> [Задания]
1 - Продублируйте из отрывка о памяти и непогребенных весь фрагмент, начиная со слов «Кривое горе. Память» и вплоть до слов «безвестной, непогребенной жертвой.».
2 - В чьем рисунке, согласно отрывку о памяти и непогребенных, Вальтер Беньямин нашел своего ангела истории?
3 - Напишите продолжение отрывка о памяти и непогребенных, начиная сразу после его последнего предложения.

━━ Избранный отрывок

Кривое горе. Память о непогребенных - Александр Маркович Эткинд
Взятые вместе, шаламовский доходяга и агамбеновский homo sacer напоминают еще одну фигуру, воплотившую в себе трагическое течение истории, – Angelus Novus Вальтера Беньямина. Гонимый еврейско-немецкий мыслитель нашел своего ангела истории в рисунке Пауля Клее: «Там, где мы знаем цепь событий, он видит сплошную катастрофу». Это кривое создание, этот вывернутый ангел хотел бы остановить течение истории и разбудить ее мертвых жертв, но не может этого сделать: «Штормовой… ветер неудержимо гонит его в будущее, но ангел поворачивается к нему спиной… То, что мы считаем прогрессом, и есть этот ветер»[183]. В те времена штормовой ветер гнал ангела истории прямиком в лагерь. Повернувшись к ветру спиной, этот падший ангел обращает свое беспомощное сострадание на доходягу, который вот-вот станет безвестной, непогребенной жертвой.
Советский сюрреализм
В отличие от католичества в православии нет доктрины чистилища, которая сыграла важную роль в том, как европейцы представляли себе жизнь после смерти и возможность общения с призраками. Такой доктрины не было и в другой традиции, в которой была укоренена советская культура, – в иудаизме. Возможно, из-за отсутствия чистилища советская тоска по мировой культуре избирательно реализовалась в заимствовании западных образов жуткого. Особенно подходящими тут оказались авторы и образы, связанные с католической традицией и Контрреформацией – от Данте до Босха и Гойи[184].

━━━━
━━ Исходные строки

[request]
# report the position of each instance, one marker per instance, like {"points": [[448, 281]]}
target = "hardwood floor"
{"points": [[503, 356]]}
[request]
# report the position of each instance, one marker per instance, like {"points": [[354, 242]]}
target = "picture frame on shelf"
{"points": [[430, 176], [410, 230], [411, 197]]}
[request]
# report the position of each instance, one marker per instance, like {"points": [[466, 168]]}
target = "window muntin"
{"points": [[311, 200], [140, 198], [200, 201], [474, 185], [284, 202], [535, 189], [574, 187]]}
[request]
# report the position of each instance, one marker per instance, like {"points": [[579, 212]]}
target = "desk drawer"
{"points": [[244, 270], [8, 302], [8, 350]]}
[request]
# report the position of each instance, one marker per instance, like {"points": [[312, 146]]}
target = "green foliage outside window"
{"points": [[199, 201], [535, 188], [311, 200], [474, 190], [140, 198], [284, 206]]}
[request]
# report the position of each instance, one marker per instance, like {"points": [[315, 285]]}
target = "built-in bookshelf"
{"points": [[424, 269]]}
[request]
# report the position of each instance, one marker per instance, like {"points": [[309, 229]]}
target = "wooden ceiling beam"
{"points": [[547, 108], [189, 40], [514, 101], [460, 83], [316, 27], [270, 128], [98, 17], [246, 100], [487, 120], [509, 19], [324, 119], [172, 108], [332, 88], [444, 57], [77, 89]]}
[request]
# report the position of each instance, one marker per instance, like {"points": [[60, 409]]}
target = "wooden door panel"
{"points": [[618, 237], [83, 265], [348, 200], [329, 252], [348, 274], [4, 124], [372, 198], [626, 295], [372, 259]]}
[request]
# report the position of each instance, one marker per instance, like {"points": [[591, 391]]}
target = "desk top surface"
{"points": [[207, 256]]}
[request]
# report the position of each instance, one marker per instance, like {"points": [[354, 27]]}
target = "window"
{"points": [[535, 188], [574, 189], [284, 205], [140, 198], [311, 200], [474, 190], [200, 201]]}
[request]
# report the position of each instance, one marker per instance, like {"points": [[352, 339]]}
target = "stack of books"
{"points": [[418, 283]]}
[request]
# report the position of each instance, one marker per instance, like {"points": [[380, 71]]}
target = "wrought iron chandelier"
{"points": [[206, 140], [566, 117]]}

━━━━

> [Ответы]
1 -
Кривое горе. Память о непогребенных - Александр Маркович Эткинд
Взятые вместе, шаламовский доходяга и агамбеновский homo sacer напоминают еще одну фигуру, воплотившую в себе трагическое течение истории, – Angelus Novus Вальтера Беньямина. Гонимый еврейско-немецкий мыслитель нашел своего ангела истории в рисунке Пауля Клее: «Там, где мы знаем цепь событий, он видит сплошную катастрофу». Это кривое создание, этот вывернутый ангел хотел бы остановить течение истории и разбудить ее мертвых жертв, но не может этого сделать: «Штормовой… ветер неудержимо гонит его в будущее, но ангел поворачивается к нему спиной… То, что мы считаем прогрессом, и есть этот ветер»[183]. В те времена штормовой ветер гнал ангела истории прямиком в лагерь. Повернувшись к ветру спиной, этот падший ангел обращает свое беспомощное сострадание на доходягу, который вот-вот станет безвестной, непогребенной жертвой.

2 - В рисунке Пауля Клее.

3 -
Крупнейший художник из тех, кто выжил в ГУЛАГе, Борис Свешников (1927—1998), сделал эти образы центральными для своего творчества. За восемь лет своей работы в лагере под Ухтой (1946—1953) и последовавшие за освобождением сорок пять лет работы в Москве Свешников создал поразительные рисунки и картины, свидетельствующие о ГУЛАГе и о советском опыте. Хотя Свешников попал в лагерь девятнадцатилетним, его понимание того, что произошло с ним и с его страной, было поразительно зрелым. В одном из лагерных рисунков власть изображена как огромная бритва, бреющая город. В правом углу бритый суверен довольно, как Нарцисс, смотрит на свое отражение в зеркале. Бритье – символ того, как государство обращается с гражданами, обрекая их на голую, мучимую жизнь. Композиция рисунка делает его похожим на комикс или икону, которые наглядно демонстрируют последовательное развитие событий. Пока рука суверена бреет город, в другой части рисунка его жители раздеваются и готовятся к худшему, а дальше метла уже подметает человеческие останки. На более глубоком уровне в рисунке Свешникова можно увидеть сатиру на гоббсовского суверена, который обращается с подданными-жертвами так, как если бы они были волосками его бороды. По желанию суверена этот человеческий мусор можно сбрить с тела государства.
Некоторые из лагерных рисунков Свешникова излучают чистый ужас. На одном из них люди-крысы производят таинственные эксперименты над женщинами в некой тюрьме или лаборатории, которая очень похожа на лагерную. Здесь напрашивается сравнение со знаменитым комиксом «Маус» Арта Шпигельмана[185], только у Шпигельмана жертвы Холокоста изображены как мыши, а их палачи – как кошки. У Свешникова крысы – наоборот, палачи.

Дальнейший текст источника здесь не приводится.